[DATASET — start]

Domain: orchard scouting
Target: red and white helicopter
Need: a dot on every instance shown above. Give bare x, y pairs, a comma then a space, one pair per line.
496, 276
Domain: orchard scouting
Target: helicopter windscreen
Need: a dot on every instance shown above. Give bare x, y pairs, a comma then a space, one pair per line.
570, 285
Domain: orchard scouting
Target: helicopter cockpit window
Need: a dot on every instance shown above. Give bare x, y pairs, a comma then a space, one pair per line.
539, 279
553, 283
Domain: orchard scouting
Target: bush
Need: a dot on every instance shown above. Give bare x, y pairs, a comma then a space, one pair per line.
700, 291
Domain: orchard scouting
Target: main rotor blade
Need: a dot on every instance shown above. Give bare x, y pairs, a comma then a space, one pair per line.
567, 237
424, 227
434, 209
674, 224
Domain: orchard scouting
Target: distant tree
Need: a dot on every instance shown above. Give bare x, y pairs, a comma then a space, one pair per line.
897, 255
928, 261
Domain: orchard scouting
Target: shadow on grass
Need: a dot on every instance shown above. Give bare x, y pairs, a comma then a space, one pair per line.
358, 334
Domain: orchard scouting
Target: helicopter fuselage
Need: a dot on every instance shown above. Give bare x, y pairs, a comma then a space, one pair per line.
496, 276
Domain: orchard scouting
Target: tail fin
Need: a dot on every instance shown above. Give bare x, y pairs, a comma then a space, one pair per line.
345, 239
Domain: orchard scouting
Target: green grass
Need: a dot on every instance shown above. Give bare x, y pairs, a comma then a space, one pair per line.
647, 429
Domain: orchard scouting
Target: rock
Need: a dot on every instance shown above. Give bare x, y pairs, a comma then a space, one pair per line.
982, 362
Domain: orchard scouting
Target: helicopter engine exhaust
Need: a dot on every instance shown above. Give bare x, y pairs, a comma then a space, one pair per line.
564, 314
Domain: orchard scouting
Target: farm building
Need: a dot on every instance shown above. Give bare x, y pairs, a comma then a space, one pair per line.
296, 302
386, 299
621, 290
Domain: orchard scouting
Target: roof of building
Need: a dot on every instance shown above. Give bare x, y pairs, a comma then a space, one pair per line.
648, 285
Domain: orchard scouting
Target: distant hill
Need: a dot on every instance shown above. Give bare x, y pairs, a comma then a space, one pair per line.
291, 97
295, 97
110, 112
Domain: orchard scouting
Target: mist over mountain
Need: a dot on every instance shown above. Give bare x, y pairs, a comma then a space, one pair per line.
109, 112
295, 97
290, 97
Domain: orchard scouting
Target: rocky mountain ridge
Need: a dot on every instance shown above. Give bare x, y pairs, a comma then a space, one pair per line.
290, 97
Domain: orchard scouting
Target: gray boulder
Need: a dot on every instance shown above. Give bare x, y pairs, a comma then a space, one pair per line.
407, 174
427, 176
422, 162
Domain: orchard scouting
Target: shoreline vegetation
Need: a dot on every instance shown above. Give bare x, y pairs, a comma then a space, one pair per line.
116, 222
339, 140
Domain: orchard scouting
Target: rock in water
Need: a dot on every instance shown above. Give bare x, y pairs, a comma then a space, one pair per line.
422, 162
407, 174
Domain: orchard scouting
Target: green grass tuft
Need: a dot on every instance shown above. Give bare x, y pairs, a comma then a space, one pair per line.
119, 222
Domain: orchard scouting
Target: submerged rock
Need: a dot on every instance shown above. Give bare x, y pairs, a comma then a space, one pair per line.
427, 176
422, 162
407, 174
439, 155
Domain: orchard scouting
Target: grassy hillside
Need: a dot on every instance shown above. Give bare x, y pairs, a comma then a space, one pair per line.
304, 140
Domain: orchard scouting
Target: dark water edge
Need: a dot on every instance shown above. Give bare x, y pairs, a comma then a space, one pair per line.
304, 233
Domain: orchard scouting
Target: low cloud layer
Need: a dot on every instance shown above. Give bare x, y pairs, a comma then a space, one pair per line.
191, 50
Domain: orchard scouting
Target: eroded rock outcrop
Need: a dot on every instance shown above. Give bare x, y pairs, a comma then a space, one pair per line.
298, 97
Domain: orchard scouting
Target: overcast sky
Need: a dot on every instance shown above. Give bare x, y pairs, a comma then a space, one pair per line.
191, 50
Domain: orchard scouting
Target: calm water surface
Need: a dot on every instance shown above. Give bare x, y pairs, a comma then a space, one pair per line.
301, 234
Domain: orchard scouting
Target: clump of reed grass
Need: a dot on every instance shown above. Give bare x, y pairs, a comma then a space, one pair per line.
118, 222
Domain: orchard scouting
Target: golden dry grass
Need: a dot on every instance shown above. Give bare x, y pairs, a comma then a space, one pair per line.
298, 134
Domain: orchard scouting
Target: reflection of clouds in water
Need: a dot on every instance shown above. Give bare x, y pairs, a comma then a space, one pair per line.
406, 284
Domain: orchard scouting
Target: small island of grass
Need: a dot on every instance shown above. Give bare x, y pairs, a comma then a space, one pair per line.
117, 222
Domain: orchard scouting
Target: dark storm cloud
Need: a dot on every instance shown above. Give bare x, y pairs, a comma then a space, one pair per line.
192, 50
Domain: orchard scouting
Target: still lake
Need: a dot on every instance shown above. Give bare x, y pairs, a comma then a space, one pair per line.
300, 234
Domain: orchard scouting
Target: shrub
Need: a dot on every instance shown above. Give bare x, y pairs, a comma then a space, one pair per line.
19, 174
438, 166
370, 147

[DATASET — finish]

→ YOUR GOAL
Exactly as shown above, return every record.

→ WRITTEN RESPONSE
Domain: orchard scouting
Target: red and white helicopter
Need: a dot on every instance shown above. Give bare x, y pairs, a comma then a space, one pair per line.
496, 276
Domain: orchard scouting
Target: helicopter windscreen
Need: a dot on every instance shown above. Give bare x, y pairs, a comma then a space, one pair per line.
570, 285
Domain: orchard scouting
Target: helicopter cockpit window
Need: a dot on every instance shown above. Give bare x, y pairs, a comma then a space, one pair per line.
539, 279
553, 283
Domain: orchard scouting
Target: bush
Need: a dot on every instance shown above. Give bare x, y pairs, a comma then a space, one pair per line.
700, 291
Domain: orchard scouting
Target: main rotor blade
Need: a dot on every instance shown above. Give bare x, y pairs, a comma then a space, one pair per line.
567, 237
424, 227
434, 209
674, 224
Domain: orchard scouting
Target: distant tree
Need: a dot on every instance shown above. Give bare x, y pairs, a comma then a space, one pair per line.
897, 255
928, 261
Domain: orchard scouting
Target: shadow on grass
Need: a dot on every instance shown above. Give bare x, y pairs, a comma then a space, one pair per line.
358, 334
Domain: orchard scouting
Target: helicopter fuselage
Need: a dot on every instance shown above. Give bare x, y pairs, a comma then a space, one pair per line.
496, 276
Domain: orchard scouting
Target: tail fin
Need: a dot on every instance shown above. Give bare x, y pairs, a comma then a space, one pair per line.
345, 239
Domain: orchard scouting
Target: green grass
Need: a dot on every instance shown above. Give bare x, y pairs, a comma then a space, one pair per line.
647, 429
Domain: orchard scouting
Target: rock
Need: a dot on every instance shown above. Give bare x, y pairs, a comma then a space, one pair per line.
982, 362
Domain: orchard scouting
Target: helicopter engine exhaust
Need: a dot on every instance shown above. Give bare x, y pairs, a comma then a space, one pair per line.
564, 314
Domain: orchard scouting
Target: farm building
Need: a dot on every instance shown above. Give bare x, y pairs, a comma then a space, one pair per line.
296, 302
386, 299
621, 290
Domain: orchard scouting
Target: roof of building
Need: a dot on every instance shown above. Give bare x, y pairs, a comma then a space, one pair per line.
648, 285
Domain: orchard scouting
Target: distant hill
Need: a dot on every instance shown above. Give bare x, y pairs, a comma then a space, one pair per line.
291, 97
295, 97
110, 112
Domain: orchard scouting
Target: mist over mountain
Need: a dot on every instance shown above. Give bare x, y pairs, a comma then a space, one pair per line.
109, 112
295, 97
290, 97
Domain: orchard scouting
Target: rocky mountain ridge
Need: a dot on every instance shown above. Give bare x, y pairs, a comma then a space, one pair per line.
290, 97
Domain: orchard scouting
Target: gray boulder
Need: a dot on every instance shown above. Give bare x, y pairs, a comma then a space, one pair per line.
407, 174
427, 176
422, 162
Domain: orchard scouting
Target: shoreline vegetation
Need: a dot on every instance shown above. Give bare x, y pairs, a comma then a space, one pair per line.
116, 222
339, 140
Domain: orchard scouting
Target: rock in water
Need: a dot on every instance shown above. Give bare x, y pairs, a comma then a space, one pair per line.
422, 162
407, 174
Domain: orchard scouting
Target: green grass tuft
Need: a dot on every instance shown above. Give bare x, y pairs, a comma then a space, one pair per line.
119, 222
Domain: orchard scouting
Target: submerged rock
Need: a dot on every instance shown above. Give bare x, y pairs, a comma then a space, one pair per line.
427, 176
422, 162
407, 174
439, 155
Domain: orchard scouting
Target: grassy hillside
Need: a dot on every instance shown above. Give bare x, y pairs, a comma then a space, one pair per line.
304, 140
Domain: orchard scouting
Target: dark water edge
Need: a dot on every instance shown above. Give bare x, y pairs, a comma then a space, one pair per line.
304, 233
Domain: orchard scouting
Target: low cloud layer
Need: a dot on every instance shown above. Give bare x, y pairs, a comma then a space, one pair per line.
191, 50
Domain: orchard scouting
Target: eroded rock outcrop
Need: a dot on every instance shown above. Give bare x, y pairs, a comma then a space, one pair per line.
298, 97
Domain: orchard scouting
Target: overcast sky
Need: a dot on every instance shown above. Give bare x, y pairs, a comma then a space, one pair per line.
191, 50
Domain: orchard scouting
Target: calm water surface
Need: a dot on every instance shown above. Give bare x, y pairs, a comma then a space, one pair per line.
301, 234
Domain: orchard scouting
Target: clump of reed grass
Need: a dot on every instance shown above. Give bare x, y pairs, a comma then a space, one pair per line.
118, 222
Domain: orchard scouting
Target: golden dry grass
Need: a dot on every instance shown above. Give bare x, y pairs, a comma then a space, one pair per line.
298, 134
Domain: orchard scouting
Target: reflection of clouds in water
Need: a dot on every instance shown above. Give bare x, y pairs, a comma then a space, one pair per line.
406, 284
Domain: orchard scouting
Target: small island of grass
Need: a dot on every instance shown above. Give bare x, y pairs, a comma then a space, one pair per line.
117, 222
Domain: orchard scouting
Target: dark storm cloud
Need: a dot on every instance shown above. Give bare x, y pairs, a comma then a space, one pair per line.
192, 50
Domain: orchard scouting
Target: still lake
Need: a dot on every instance shown above. Give bare x, y pairs, a comma then a space, one pair per line.
300, 234
Domain: orchard scouting
Target: shrub
Need: a dot on every instance shown above. Give bare x, y pairs, a comma then a space, one pair per line.
19, 174
438, 166
370, 147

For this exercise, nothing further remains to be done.